> _Record set_

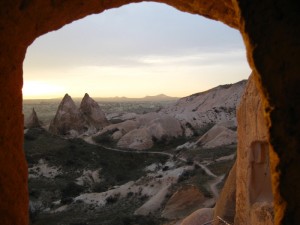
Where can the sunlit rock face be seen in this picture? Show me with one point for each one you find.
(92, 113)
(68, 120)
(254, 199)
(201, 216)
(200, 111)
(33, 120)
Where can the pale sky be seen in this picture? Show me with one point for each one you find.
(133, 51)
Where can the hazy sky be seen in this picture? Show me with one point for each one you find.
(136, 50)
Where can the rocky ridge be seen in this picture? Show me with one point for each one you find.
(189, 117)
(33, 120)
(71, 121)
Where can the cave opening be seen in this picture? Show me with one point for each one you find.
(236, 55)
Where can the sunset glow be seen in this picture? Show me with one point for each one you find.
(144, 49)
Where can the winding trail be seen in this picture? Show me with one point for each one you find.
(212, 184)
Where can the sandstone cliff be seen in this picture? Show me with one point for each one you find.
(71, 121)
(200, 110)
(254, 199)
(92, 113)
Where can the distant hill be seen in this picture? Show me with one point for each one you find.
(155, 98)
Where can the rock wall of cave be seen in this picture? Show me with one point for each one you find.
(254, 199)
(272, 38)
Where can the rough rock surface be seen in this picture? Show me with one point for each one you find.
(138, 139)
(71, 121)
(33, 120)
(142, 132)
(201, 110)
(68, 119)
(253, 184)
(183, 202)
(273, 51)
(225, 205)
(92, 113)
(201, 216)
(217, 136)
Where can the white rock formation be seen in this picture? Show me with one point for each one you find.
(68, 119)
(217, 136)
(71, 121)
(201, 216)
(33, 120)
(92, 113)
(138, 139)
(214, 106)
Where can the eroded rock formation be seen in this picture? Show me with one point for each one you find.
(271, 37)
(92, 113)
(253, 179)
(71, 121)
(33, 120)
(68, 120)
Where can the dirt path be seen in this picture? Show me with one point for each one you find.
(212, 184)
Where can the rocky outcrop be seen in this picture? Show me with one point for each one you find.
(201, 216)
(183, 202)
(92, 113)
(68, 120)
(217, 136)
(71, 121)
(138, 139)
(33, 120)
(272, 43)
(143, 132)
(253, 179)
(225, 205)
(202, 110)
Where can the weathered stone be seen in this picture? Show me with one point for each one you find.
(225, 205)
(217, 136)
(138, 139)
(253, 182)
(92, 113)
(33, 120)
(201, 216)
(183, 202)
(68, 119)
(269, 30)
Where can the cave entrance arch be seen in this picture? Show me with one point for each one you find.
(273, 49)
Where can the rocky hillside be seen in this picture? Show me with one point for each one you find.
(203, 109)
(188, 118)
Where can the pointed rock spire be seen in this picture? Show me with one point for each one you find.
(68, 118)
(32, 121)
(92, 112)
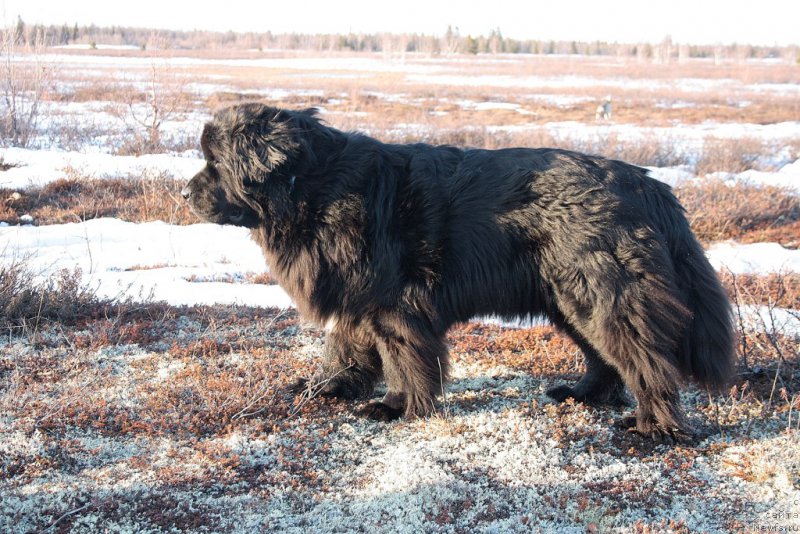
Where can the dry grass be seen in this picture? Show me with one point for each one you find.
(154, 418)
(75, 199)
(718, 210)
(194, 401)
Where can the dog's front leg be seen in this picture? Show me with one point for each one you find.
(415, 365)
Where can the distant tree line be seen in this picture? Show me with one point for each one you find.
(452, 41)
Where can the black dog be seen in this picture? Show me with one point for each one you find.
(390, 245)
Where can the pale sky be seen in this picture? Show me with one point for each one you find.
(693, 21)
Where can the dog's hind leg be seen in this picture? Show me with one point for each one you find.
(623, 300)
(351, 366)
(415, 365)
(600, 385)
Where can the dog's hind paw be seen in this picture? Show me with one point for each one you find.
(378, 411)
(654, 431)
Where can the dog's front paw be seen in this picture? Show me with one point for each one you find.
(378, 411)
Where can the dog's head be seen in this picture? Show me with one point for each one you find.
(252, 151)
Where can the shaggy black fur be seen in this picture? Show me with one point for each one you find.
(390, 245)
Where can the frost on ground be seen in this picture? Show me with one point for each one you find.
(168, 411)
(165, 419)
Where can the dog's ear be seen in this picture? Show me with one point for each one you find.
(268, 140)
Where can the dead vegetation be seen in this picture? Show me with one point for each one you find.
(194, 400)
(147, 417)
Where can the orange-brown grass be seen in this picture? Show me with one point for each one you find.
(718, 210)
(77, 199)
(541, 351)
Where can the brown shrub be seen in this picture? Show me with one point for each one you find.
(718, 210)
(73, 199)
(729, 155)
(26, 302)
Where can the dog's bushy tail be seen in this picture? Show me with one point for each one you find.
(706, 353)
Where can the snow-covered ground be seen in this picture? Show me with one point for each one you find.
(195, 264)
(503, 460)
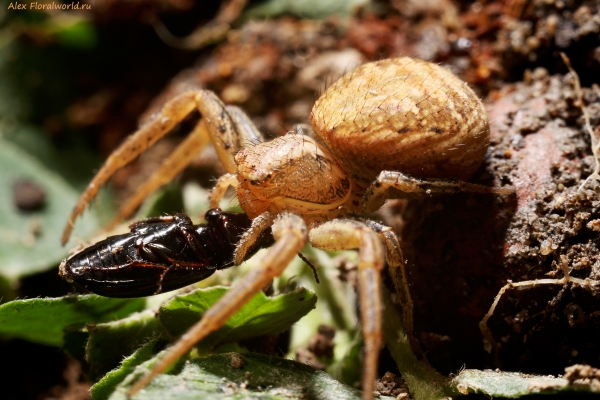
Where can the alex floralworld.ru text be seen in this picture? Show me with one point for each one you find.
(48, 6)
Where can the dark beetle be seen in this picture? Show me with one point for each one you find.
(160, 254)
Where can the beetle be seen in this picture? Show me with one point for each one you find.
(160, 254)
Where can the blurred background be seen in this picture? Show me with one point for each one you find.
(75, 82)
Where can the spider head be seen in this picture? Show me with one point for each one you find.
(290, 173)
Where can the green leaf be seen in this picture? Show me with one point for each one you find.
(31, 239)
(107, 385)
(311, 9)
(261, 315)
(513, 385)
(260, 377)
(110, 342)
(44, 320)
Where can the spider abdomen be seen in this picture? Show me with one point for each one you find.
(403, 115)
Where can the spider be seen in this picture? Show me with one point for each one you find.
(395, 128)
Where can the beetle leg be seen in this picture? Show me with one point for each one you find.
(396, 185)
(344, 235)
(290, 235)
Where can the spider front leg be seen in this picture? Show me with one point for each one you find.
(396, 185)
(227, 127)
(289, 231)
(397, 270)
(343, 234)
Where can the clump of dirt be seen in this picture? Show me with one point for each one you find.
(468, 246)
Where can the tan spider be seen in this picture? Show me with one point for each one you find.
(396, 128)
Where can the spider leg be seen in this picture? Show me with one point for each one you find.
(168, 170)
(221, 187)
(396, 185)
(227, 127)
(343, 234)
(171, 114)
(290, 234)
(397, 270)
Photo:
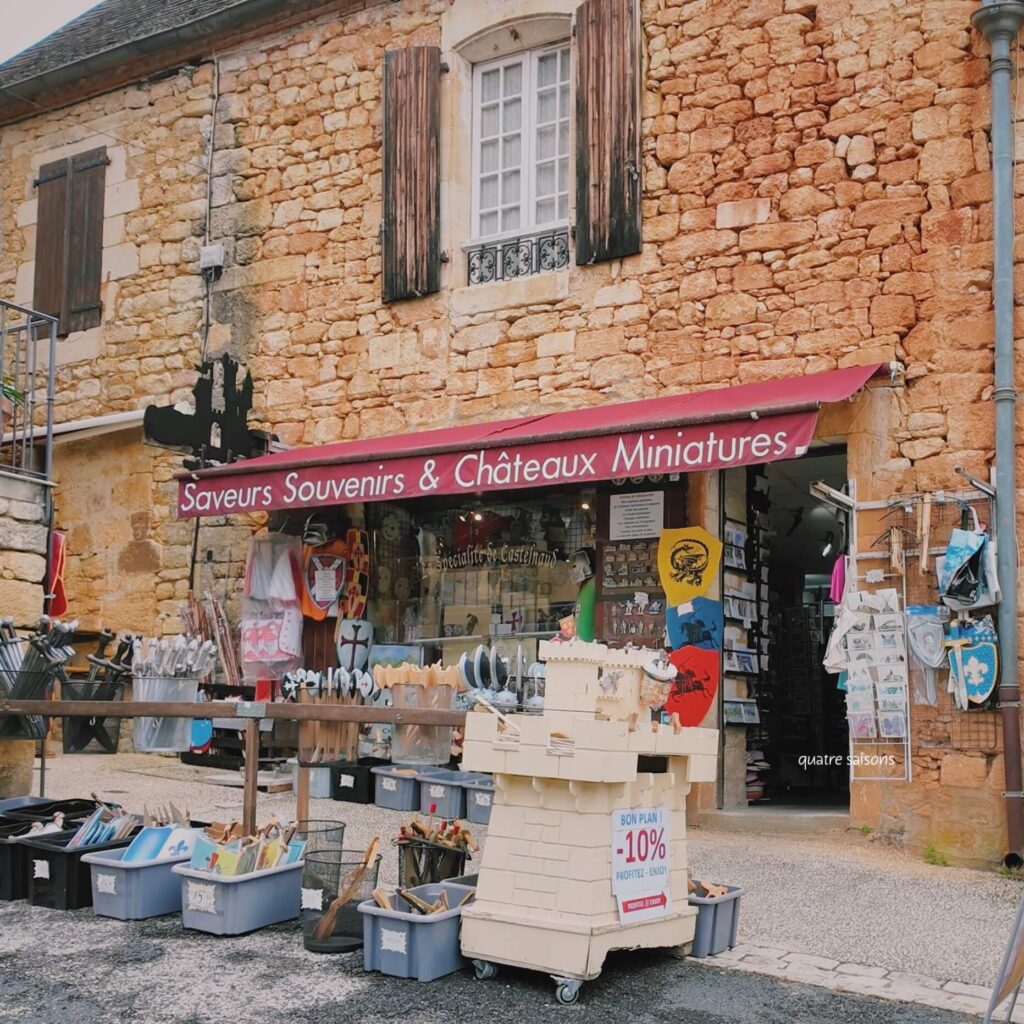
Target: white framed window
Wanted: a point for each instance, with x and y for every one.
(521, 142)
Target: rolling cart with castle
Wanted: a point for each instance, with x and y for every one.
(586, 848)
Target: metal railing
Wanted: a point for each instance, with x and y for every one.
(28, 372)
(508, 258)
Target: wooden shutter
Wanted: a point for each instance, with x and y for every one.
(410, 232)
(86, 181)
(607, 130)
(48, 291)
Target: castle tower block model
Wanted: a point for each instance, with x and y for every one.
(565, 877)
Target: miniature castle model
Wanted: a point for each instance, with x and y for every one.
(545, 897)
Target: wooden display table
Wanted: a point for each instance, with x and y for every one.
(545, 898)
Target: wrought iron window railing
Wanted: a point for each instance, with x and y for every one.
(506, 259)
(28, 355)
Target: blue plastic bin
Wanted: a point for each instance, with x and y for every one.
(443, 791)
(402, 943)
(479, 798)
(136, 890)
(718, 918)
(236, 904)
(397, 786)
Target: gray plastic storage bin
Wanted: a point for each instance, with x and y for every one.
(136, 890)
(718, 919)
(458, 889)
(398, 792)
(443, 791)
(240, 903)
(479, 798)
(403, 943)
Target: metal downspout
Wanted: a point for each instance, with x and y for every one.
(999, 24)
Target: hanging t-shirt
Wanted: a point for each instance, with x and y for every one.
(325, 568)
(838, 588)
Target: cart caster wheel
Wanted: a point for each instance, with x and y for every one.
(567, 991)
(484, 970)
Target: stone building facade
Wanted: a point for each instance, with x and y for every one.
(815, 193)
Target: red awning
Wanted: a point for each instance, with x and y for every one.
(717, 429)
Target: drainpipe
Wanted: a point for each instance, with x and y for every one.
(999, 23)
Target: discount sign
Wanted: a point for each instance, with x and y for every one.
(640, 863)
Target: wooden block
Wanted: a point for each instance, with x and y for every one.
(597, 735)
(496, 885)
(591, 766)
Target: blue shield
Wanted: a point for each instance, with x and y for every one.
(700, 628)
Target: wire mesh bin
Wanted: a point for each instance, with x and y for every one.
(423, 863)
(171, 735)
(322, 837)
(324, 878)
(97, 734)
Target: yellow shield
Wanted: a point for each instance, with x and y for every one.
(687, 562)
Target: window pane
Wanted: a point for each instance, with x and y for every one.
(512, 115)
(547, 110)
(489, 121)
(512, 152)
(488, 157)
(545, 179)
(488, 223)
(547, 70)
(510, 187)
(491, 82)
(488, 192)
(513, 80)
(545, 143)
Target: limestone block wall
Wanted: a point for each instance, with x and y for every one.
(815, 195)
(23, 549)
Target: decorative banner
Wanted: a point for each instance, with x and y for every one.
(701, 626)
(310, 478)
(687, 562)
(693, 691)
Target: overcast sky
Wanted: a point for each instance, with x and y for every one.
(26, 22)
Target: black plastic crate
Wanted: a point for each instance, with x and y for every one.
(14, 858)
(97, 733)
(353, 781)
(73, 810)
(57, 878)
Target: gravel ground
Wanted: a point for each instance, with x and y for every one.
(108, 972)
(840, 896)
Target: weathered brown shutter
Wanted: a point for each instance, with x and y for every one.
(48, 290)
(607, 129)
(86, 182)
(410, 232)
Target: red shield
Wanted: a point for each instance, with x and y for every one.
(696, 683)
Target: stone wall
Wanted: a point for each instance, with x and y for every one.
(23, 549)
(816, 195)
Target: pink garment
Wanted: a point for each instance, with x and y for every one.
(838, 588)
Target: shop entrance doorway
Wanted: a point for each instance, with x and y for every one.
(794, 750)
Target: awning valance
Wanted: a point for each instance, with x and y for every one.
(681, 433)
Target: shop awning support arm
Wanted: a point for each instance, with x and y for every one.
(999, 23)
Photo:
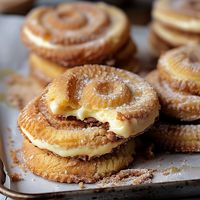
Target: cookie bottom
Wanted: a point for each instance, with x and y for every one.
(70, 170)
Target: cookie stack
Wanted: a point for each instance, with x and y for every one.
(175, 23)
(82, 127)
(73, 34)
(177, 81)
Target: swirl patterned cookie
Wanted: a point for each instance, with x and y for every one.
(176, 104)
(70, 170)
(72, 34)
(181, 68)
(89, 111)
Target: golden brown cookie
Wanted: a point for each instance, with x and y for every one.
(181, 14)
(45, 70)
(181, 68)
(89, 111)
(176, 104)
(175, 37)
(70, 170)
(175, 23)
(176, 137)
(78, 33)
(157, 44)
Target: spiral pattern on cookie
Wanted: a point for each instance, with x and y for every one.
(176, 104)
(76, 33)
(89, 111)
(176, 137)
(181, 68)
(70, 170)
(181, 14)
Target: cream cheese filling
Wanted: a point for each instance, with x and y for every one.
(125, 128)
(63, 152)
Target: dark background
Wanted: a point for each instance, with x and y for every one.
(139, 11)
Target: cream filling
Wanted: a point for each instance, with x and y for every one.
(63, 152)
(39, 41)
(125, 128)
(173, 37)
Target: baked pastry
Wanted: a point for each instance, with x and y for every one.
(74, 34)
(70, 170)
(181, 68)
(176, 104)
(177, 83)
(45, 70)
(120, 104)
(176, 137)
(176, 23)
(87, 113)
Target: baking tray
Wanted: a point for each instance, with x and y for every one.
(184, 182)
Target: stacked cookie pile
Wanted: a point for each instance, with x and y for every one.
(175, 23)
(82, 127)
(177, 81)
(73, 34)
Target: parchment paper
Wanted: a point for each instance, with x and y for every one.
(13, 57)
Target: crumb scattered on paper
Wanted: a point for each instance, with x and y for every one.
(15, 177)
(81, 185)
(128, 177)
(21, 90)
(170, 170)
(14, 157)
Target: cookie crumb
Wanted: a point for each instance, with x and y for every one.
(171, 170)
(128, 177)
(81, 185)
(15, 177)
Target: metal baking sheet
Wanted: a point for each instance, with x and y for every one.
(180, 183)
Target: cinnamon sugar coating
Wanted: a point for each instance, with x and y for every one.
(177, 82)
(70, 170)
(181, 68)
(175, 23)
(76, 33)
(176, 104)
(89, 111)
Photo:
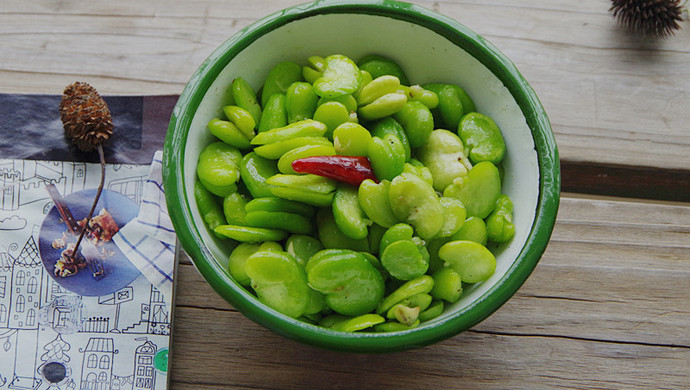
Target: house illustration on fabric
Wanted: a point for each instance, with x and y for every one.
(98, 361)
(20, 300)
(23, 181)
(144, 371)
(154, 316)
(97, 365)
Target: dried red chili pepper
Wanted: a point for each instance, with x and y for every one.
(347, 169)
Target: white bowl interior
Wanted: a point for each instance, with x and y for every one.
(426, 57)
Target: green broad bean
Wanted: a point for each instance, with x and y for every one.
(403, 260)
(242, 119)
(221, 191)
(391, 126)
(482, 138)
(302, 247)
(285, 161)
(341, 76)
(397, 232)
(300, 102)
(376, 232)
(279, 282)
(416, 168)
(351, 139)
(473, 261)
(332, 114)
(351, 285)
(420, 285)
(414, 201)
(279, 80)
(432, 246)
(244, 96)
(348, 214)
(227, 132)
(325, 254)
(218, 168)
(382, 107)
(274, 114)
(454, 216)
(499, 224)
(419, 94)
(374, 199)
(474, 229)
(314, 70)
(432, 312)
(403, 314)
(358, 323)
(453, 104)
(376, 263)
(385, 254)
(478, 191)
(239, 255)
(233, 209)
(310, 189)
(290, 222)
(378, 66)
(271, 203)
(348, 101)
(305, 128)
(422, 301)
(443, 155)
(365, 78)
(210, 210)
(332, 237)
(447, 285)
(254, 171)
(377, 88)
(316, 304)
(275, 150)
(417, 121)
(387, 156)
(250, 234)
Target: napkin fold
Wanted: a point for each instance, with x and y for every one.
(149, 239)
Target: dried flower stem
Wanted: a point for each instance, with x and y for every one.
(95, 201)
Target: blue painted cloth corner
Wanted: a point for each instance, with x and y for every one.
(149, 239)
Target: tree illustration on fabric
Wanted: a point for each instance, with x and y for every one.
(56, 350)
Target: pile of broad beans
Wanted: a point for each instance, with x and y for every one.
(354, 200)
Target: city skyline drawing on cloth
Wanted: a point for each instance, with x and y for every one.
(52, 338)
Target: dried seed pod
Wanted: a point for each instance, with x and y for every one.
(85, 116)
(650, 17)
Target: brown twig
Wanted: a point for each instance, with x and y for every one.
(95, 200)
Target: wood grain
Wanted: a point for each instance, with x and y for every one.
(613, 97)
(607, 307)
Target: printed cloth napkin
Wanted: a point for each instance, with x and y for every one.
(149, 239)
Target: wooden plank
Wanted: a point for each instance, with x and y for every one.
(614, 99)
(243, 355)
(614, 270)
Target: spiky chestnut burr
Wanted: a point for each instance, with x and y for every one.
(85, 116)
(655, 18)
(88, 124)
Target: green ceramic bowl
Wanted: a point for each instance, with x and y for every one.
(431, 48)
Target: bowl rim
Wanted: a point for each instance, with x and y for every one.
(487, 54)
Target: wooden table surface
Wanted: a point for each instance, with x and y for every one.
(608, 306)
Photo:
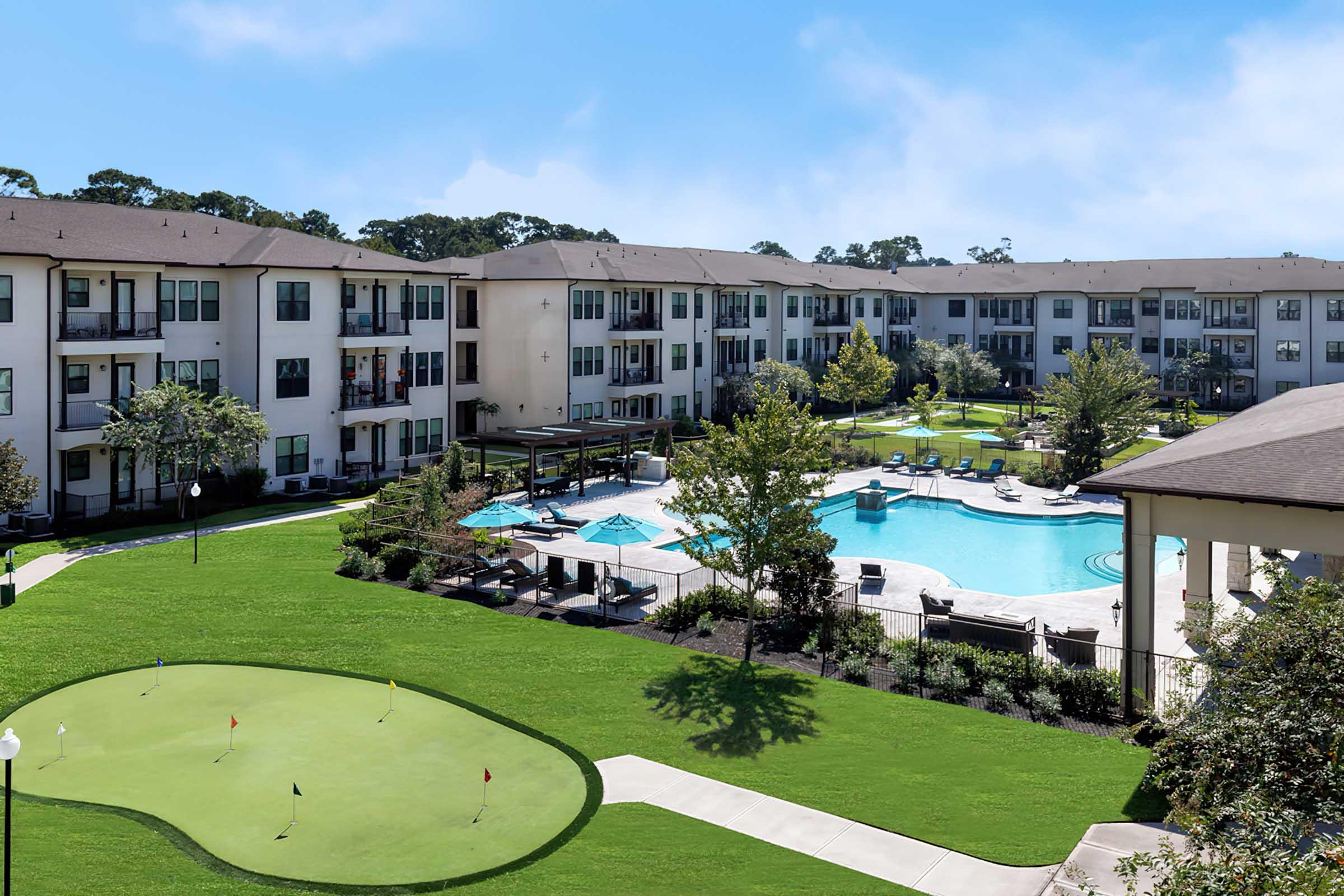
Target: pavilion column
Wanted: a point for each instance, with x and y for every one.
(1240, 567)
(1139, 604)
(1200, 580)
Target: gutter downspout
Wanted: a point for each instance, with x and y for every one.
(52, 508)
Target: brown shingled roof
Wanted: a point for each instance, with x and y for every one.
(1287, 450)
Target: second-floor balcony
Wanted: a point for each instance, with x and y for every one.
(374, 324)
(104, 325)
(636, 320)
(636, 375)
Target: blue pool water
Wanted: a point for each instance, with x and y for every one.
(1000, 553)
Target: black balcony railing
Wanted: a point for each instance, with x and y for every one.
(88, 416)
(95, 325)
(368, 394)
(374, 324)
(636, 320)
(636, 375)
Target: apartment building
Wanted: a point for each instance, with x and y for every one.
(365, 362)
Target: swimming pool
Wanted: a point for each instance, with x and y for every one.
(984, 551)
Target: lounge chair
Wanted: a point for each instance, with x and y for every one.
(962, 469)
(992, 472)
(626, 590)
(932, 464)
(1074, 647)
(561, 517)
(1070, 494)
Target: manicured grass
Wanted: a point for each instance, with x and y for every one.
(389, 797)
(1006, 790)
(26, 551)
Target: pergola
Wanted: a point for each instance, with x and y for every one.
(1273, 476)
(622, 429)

> _Work instruction_
Of the entries listed above, reproduce only the lines starting at the line containing "Target: dried flower stem" and ending at the line containing "Target: printed cloth napkin". Include both, exactly as they stand.

> _Response to this task_
Target: dried flower stem
Wanted: a point for each instance, with x and y for every one.
(95, 201)
Target: blue painted cloth corner
Wanted: a point for each instance, with x and y for every one.
(149, 239)
Target: tree illustration on fabric
Wanted: a point for each instance, with x and y for every one.
(56, 350)
Target: pile of broad beans
Wanted: a point for each instance, with x and y for every one.
(354, 200)
Target: city skyline drawing on cloth
Wanted: a point for each instance, with x and y for every one.
(52, 338)
Target: dried seed pod
Wanted: a point for each instance, with x and y for every one.
(85, 116)
(650, 17)
Target: brown twig
Wanted: a point for each instance, with x and y for every one.
(95, 200)
Target: wood grain
Wanted: a point for each instance, with x and y for every one.
(613, 97)
(607, 307)
Target: printed cloth napkin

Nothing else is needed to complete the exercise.